(Dataset records)
----
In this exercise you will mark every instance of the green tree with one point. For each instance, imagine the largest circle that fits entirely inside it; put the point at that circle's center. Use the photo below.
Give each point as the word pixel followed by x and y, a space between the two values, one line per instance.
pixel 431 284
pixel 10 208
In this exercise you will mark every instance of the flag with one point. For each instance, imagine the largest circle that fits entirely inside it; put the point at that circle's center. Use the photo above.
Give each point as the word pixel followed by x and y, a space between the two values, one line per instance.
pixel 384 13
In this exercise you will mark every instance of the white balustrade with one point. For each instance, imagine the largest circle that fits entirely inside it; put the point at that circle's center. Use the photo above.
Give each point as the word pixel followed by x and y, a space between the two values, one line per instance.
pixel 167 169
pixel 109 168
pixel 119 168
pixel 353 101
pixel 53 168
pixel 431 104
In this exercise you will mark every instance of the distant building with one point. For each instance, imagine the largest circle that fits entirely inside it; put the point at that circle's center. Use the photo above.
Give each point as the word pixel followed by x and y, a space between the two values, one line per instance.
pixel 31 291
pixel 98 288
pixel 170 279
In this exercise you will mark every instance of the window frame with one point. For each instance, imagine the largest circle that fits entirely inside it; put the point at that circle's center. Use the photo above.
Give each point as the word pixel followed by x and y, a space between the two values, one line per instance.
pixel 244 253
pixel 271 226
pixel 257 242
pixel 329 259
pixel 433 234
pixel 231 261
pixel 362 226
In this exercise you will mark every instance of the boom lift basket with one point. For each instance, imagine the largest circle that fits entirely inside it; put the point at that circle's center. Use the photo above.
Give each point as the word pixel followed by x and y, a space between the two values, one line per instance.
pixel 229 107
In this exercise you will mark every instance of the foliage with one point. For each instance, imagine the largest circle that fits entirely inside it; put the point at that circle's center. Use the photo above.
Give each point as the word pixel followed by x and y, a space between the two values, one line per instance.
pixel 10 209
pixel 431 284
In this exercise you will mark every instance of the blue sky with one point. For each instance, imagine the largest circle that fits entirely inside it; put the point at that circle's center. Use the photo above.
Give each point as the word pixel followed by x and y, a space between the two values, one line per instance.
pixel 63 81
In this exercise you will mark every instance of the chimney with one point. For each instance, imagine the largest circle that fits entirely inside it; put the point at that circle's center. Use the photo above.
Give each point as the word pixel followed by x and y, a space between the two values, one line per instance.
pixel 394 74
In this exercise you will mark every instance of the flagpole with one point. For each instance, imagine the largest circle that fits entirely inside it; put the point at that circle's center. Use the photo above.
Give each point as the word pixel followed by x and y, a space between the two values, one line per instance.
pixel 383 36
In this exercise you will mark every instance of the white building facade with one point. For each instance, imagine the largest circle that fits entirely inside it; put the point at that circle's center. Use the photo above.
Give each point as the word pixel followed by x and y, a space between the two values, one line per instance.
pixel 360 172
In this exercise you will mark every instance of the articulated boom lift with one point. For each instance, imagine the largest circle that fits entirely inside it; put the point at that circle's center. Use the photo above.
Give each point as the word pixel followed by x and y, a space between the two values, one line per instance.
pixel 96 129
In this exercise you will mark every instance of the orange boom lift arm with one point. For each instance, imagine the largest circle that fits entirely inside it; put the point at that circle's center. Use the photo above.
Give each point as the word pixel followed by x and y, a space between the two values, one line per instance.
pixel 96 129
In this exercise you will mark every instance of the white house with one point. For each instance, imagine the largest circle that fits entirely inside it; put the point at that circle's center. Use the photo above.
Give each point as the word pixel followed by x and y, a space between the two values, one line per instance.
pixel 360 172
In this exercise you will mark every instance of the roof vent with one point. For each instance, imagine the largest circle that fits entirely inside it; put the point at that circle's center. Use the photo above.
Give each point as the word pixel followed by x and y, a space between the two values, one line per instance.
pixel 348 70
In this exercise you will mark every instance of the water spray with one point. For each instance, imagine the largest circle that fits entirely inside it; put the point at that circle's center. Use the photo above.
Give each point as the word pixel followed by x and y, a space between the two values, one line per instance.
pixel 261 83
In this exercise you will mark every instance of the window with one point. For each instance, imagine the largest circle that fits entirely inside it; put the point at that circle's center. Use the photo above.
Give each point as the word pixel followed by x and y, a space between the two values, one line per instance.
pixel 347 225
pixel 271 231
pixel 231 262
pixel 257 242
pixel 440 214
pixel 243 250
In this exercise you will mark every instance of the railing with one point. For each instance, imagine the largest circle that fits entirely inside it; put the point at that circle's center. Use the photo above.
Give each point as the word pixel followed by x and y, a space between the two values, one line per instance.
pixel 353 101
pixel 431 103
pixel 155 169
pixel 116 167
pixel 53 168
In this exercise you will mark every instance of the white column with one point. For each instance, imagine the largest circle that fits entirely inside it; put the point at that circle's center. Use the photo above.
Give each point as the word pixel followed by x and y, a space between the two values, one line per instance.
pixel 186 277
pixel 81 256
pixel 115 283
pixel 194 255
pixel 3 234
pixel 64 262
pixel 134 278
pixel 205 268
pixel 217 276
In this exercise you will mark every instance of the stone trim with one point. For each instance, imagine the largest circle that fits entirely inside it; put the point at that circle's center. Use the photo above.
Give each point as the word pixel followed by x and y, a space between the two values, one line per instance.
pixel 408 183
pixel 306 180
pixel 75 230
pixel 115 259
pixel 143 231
----
**Assignment**:
Full transcription, please: every entry, exactly as written.

**Reply to the task**:
In this exercise you will mark every instance of the green tree with one point. For each instance, imagine the largest circle that fits entirely inside it; put the point at that circle's center. Use the photo below.
Give each point as the word pixel followed by x and y, a space between the two values, one line per instance.
pixel 431 284
pixel 10 208
In this exercise you will mark every instance of the flag with one point. For each instance, imagine the largest circle that fits entirely inside it; put the point at that circle's center. Use the photo above.
Give each point as the word pixel followed by x and y, a space between the two values, one line per instance.
pixel 384 13
In this exercise you will mark every instance of the white balustrade with one point. For each instance, imagine the largest circle that fits entirely inside it; put the point at that circle's center. Use the photo above.
Give each point as the word pixel followed by x and y, a space between the two values, one line per instance.
pixel 167 169
pixel 109 168
pixel 119 168
pixel 353 101
pixel 53 168
pixel 431 104
In this exercise you will mark every instance of the distant building with one point. For each instance, imagine the largest circle that fits entirely inside it; put the point at that circle's center. Use the photo above.
Give each point as the word pixel followed by x and y, a space between the two values, one line per instance.
pixel 31 291
pixel 98 288
pixel 170 279
In this exercise you will mark every instance of the window frame with one point. For each instance, imagine the largest circle that fits entirely inside it; put the point at that circle's center. Use the photo above.
Give each point as the word pixel followed by x and y, a space between the two values, one line per instance.
pixel 244 253
pixel 271 226
pixel 257 242
pixel 329 259
pixel 433 234
pixel 231 261
pixel 362 226
In this exercise you will mark every instance of the boom lift basket with one point. For each instance, imagine the largest circle that fits entirely inside it; put the point at that circle's center. Use the photo above.
Give each point as the word pixel followed by x and y, a space between the two values, one line per instance.
pixel 229 107
In this exercise you will mark every instance of the foliage with one point. For each instance, imagine the largest circle that fits entirely inside it; put the point at that circle's center. Use the photo above.
Give each point as the word pixel followed by x and y, a space between the two values, one line per instance.
pixel 10 209
pixel 431 284
In this exercise you will mark every instance of the blue sky with one point. For each instance, imagine the largest circle that fits entirely inside it; put the point at that circle's center. Use the photo above.
Give each point as the word pixel followed by x and y, a space between the two values, one line per instance.
pixel 63 81
In this exercise you will mark every instance of the chimney with one point. For each instance, imagine the largest circle that fits entirely inside it; put the point at that circle's center. Use the photo above.
Give each point as the word pixel followed by x and y, a space between the two values, one line per instance.
pixel 394 74
In this exercise you will mark every instance of the flagpole with one point. For each instance, imagine the largest circle that fits entirely inside it; put the point at that circle's center. Use the photo above.
Give each point as the word pixel followed by x and y, a space between the two values, one line per instance.
pixel 383 36
In this exercise you will mark every instance of the white building facade with one point. For each instance, imagine the largest circle that fits entirely inside it; put the point at that circle's center. Use the photo above.
Give each point as the word pixel followed by x and y, a space between the two values, one line per instance.
pixel 360 172
In this exercise you will mark every instance of the articulated boom lift with one point. For each instance, imagine the largest circle that fits entirely inside it; put the point at that circle's center. Use the photo above.
Give each point as the word pixel followed by x and y, a space between the two values, one line per instance.
pixel 96 129
In this exercise you will mark every instance of the orange boom lift arm with one point. For each instance, imagine the largest circle that fits entirely inside it; put the point at that circle's center. Use the photo above.
Give each point as the word pixel followed by x and y, a space between the two values, one line per instance.
pixel 96 129
In this exercise you will mark every instance of the white house with one point. For each instance, imagine the largest circle that fits entirely inside it; put the point at that circle's center. Use the photo above.
Give each point as the word pixel followed by x and y, a space between the two values, one line per instance.
pixel 360 172
In this exercise you will mark every instance of the roof vent with one point. For each instance, imagine the largest circle that fits entirely inside it; put the point at that circle's center. Use the photo above.
Give each point as the word pixel followed by x and y, a space between the two values, one line per instance.
pixel 348 70
In this exercise you will mark every instance of the water spray with one point. For each instance, imagine the largest circle that fits entirely inside it; put the point at that circle's center. Use the photo above.
Give each point as the word pixel followed by x and y, a space between the two values, one line per instance.
pixel 261 83
In this exercise you will mark every instance of the window with one point. For each instance, imagine the largest circle that fits entirely inside it; put the point at that circle's center. Use the photo above.
Give each point as the word pixel followed by x and y, a space between the two values, one line per instance.
pixel 347 225
pixel 271 231
pixel 231 262
pixel 257 242
pixel 440 214
pixel 243 250
In this exercise you will mark every instance of the railing with one point. For each instance, imagine the largest circle that fits entirely inside it; put the point at that circle's center. Use the photo above.
Give each point as the word pixel followed by x and y, a space between the two values, one line per instance.
pixel 353 101
pixel 431 103
pixel 155 169
pixel 116 167
pixel 53 168
In this exercise you will mark every instance of the white column with one point. For each instance, imagine the largest circle that fits entirely inside it; put the point at that circle's center. Use the photo above.
Give each point as the word pixel followed by x and y, a space between the two values, one line per instance.
pixel 186 277
pixel 81 256
pixel 115 283
pixel 194 255
pixel 3 234
pixel 64 262
pixel 134 278
pixel 205 268
pixel 217 276
In this exercise you will mark every instance of the stone trim with one point. For each instance, imagine the largest circle that fits entirely inside it; put the point at that circle's center. Use the photo above.
Give each point as the word pixel followed by x and y, a space between the two values, one line per instance.
pixel 408 183
pixel 306 180
pixel 75 230
pixel 115 259
pixel 143 231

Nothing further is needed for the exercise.